Collected data:
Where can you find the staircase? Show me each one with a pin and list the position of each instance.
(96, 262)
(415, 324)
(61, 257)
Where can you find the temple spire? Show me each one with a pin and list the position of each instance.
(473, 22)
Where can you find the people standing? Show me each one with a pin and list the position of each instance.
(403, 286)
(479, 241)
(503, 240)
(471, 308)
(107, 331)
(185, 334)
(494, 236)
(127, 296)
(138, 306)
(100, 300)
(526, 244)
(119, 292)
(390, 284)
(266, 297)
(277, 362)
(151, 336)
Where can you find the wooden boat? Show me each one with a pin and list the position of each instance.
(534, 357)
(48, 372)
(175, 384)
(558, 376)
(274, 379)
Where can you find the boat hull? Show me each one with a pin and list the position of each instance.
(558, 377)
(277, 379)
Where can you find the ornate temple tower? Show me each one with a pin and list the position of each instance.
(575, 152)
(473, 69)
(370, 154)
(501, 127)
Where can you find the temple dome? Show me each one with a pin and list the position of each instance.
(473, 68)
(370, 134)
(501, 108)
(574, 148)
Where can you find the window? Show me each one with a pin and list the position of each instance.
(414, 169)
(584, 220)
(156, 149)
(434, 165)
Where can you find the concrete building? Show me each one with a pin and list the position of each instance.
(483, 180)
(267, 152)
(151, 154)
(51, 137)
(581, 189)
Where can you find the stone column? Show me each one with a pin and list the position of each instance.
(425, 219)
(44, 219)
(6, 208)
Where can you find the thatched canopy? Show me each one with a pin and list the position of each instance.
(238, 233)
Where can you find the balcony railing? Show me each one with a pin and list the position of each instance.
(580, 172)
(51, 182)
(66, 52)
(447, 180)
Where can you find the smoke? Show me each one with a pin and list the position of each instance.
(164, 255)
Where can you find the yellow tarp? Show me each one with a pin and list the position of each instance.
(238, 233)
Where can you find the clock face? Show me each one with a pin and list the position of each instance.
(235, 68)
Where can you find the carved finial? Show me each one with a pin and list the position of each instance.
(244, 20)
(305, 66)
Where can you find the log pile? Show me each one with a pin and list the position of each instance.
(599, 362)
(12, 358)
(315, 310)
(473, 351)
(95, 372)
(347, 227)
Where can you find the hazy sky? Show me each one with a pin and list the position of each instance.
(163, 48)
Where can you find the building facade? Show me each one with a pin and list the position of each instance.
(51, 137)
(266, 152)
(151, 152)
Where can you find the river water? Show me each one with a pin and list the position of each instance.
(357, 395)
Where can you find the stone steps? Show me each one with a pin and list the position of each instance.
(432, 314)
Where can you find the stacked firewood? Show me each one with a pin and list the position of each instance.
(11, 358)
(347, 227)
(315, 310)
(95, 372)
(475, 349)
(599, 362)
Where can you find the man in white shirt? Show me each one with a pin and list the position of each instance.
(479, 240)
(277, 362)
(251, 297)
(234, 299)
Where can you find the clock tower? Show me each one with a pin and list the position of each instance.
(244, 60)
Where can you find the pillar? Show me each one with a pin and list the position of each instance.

What to work on →
Every record is to be retyped exactly as given.

Response to this task →
Where can you find the staircase? Show me each one with a pin and list the position of each instance.
(96, 262)
(415, 324)
(61, 257)
Where can you find the temple spire? Show me each one with a pin and list the position of each instance.
(473, 22)
Where can you find the people standing? Show me each one with a pin and list the position of each instance.
(403, 286)
(479, 241)
(503, 240)
(471, 308)
(107, 331)
(185, 334)
(494, 236)
(127, 296)
(138, 306)
(100, 300)
(526, 244)
(119, 292)
(390, 284)
(266, 297)
(277, 362)
(151, 336)
Where can you find the wooden boat? Show me each one with a pin and list the position of each instance.
(534, 357)
(48, 372)
(175, 384)
(558, 376)
(274, 379)
Where can you find the boat hull? Show me each one with a pin and list the position of each instance.
(558, 377)
(277, 379)
Where can you find the ornate temple tower? Show me each one with a pin and list the position of each instance.
(575, 152)
(473, 69)
(370, 154)
(501, 127)
Where can you find the temple dome? Show me each one with a pin and list the position of each instance.
(473, 68)
(370, 134)
(501, 108)
(574, 148)
Where can you find the window? Show me each one with a pin and list the position of each instance.
(414, 169)
(584, 220)
(156, 149)
(434, 165)
Where can you find the concrete building? Show me each one with a pin and list the position of each instance.
(483, 180)
(267, 152)
(151, 154)
(51, 137)
(581, 189)
Where can you find the stone column? Show me each one with a pin and list the position of each instance.
(425, 219)
(44, 219)
(6, 208)
Where can you find the thatched canopy? Show me each one with a pin and list the position of each instance.
(238, 233)
Where can you find the balcony railing? Show me each one with a pin and list the position of each instance.
(580, 172)
(51, 182)
(66, 52)
(447, 180)
Where can you find the smoke? Show me each one with a pin and list the position of each instance.
(164, 255)
Where can you find the yellow tarp? Show me each one with a pin and list the position of each instance.
(238, 233)
Where can you find the clock face? Show me each one with a pin and list the position of each instance.
(235, 68)
Where can you find the carved finial? Show me each one with a pin and list the position of each instance.
(244, 20)
(305, 66)
Where can you find the log pile? Show me each one with a pin and list the position of each instance.
(599, 362)
(12, 358)
(315, 310)
(473, 351)
(95, 372)
(347, 227)
Where can you find the hazy sky? Show me each one with a pin and list the position of each instance.
(163, 48)
Where can you find the building facade? Show me each one with a pin and list the position of each instance.
(51, 137)
(266, 152)
(151, 152)
Where can you find the river water? Show me each one with a pin and list the position of each instance.
(357, 395)
Where can you find the stone steps? Show me each one with a pin and list the position of each instance.
(432, 314)
Where can you find the stacked firewood? Show me each one with a pin and list the position of each instance.
(11, 358)
(347, 227)
(315, 310)
(95, 372)
(475, 349)
(599, 362)
Where can you find the man in white shirt? Show me each one with a pin and list the position of each instance.
(479, 240)
(277, 362)
(251, 297)
(234, 299)
Where can you find the clock tower? Show me each one with a pin and list the position of each instance.
(244, 60)
Where can you find the pillar? Show me each one with a pin and list the position of each instance.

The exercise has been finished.